-- start of Selected extract --

Second, Plaintiffs complain that in the process of executing the search warrant certain unnamed defendants knowingly seized documents and personal property not identified in the search warrant, including files and ree *1292 ords “beyond the time period described in the warrant.” (Filing 101 ¶ 60.)

The IRS agents have filed their motion for summary judgment in response to the amended complaint. (Filing 113.) They argue two things.

Initially, Defendants argue that in many cases the amended complaint still fails to meet the “heightened pleading” standard, and therefore summary judgment should be entered for these defendants on qualified immunity grounds since there are no material facts in dispute which show that Defendants’ conduct violated' clearly established law.

Alternatively, Defendants argue that to the extent the amended complaint alleges specific facts, there is no evidence which supports the existence of the alleged facts and thus there are no material facts which are genuinely in dispute that would show Defendants’ conduct violated clearly established law.

In support of their argument, Defendants have asked me to consider various declarations by individual IRS agents who are defendants. (See Filing 80.) These declarations constitute the declarations of A. Charles Vonderschmitt (Vonderschmitt) (Filing 84), the declaration of Tinsley (Filing 83), the declaration of Christie L. Stubbert (Stubbert) (Filing 82) and the declaration of Sandra Job-Rivera (Job-Rivera) (Filing 81). I shall consider those declarations.-

The Plaintiffs, without explicitly saying so, refer to various depositions in their brief, and as a consequence I assume Plaintiffs request that I consider those depositions. I shall do so, and thus consider the deposition of Etricia Griggs (Griggs) (part of Filing 99), the deposition of Rick Lucchino (Lucchino) (part of Filing 99), the deposition of Gary Ernst (Ernst) (part of Filing 99) and the depositions of Tinsley (part of Filing 98). I shall also consider the affidavit of Terry L. Jones (Jones) (part of Filing 99) since it is mentioned in Plaintiffs’ brief as well.

-- end of Selected extract --

» Instructions:
A. Pull out every line of the records that contains the string "white". Case counts.
B. Extend the court opinion on the IRS agents' summary judgment motion, picking up after its final sentence.

-- start of Given records --

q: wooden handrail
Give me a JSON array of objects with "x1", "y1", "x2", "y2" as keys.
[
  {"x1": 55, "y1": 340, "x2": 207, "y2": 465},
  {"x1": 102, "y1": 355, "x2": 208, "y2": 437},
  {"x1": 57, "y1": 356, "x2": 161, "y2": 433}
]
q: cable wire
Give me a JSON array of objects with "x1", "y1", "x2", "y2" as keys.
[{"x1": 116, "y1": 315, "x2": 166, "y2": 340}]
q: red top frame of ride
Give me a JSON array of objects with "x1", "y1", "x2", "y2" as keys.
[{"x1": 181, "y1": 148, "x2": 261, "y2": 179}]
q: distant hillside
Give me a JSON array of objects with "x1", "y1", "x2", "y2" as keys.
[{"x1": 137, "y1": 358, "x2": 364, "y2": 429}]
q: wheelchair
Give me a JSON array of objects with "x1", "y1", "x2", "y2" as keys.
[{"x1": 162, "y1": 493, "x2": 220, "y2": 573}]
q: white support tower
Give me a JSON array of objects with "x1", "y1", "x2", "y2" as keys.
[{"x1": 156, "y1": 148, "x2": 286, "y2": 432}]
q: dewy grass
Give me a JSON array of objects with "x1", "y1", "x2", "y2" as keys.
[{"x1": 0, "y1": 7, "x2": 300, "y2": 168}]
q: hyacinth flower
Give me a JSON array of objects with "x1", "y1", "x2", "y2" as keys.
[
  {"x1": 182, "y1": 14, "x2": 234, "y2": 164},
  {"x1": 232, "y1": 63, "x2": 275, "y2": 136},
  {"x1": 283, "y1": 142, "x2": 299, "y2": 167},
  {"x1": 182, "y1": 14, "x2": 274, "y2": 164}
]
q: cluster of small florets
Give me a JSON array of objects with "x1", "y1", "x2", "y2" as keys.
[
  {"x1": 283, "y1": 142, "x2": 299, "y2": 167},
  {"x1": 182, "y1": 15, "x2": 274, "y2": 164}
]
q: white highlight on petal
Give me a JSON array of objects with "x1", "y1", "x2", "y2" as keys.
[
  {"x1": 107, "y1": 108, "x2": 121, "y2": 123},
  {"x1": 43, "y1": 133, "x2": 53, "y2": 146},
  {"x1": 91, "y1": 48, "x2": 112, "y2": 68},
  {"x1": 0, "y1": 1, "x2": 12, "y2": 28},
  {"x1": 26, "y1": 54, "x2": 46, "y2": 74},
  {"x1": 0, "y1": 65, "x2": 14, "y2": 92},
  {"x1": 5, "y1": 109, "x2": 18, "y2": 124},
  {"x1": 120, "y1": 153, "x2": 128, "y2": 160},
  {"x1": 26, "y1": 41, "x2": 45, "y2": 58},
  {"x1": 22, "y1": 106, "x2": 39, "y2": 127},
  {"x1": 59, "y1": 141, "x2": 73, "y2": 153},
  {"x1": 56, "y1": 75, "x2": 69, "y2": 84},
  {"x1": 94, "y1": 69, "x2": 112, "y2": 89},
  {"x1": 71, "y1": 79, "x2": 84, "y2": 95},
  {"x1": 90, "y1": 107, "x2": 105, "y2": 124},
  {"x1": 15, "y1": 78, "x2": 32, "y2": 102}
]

-- end of Given records --

» Outputs for the tasks:
A.
q: white support tower
q: white highlight on petal

B.
II.

With the foregoing in mind, I now turn to the specific arguments of the parties. I first examine the allegations against all the IRS agents except Tinsley; I next examine the allegation' against Tinsley contained in paragraph 60 of Count V dealing with the seizure of materials outside the scope of the warrant; and I finally examine the allegations against Tinsley regarding the search warrant affidavit.

A.

Plaintiffs concede that “the evidence is insufficient to establish a Bivens claim against any of the Individual Defendants other than Tinsley.” (Pis.’ Br. Opp’n Mot. Summ. J. at 3.) Accordingly, I shall grant the motion for summary judgment finding that Vonderschmitt, Stubbert and Job-Rivera have qualified immunity from suit as to Count V.

B.

All of the individual defendants (Filing 84 ¶ 17; Filing 82 ¶ 11; Filing 81 ¶ 7),-including especially Tinsley (Filing 83 ¶ 14), deny that they took anything or caused anything to be taken that was not covered by the search warrant or a written consent. There is no counter evidence from Plaintiffs. Accordingly, assuming for the sake of argument that paragraph 60 of Count V meets the “heightened pleading” standard, it is undisputed that Defendants simply did not do what Plaintiffs claim. Accordingly, the motion for summary judgment will be granted, finding Tinsley has qualified immunity from suit regarding paragraph 60 of Count V.

C.

I turn finally to the great bulk of Count V which regards only Tinsley and his authorship of the search warrant affidavit. I shall first set out the appropriate legal framework, and I then shall apply that framework to the complaint and the undisputed material facts.

1.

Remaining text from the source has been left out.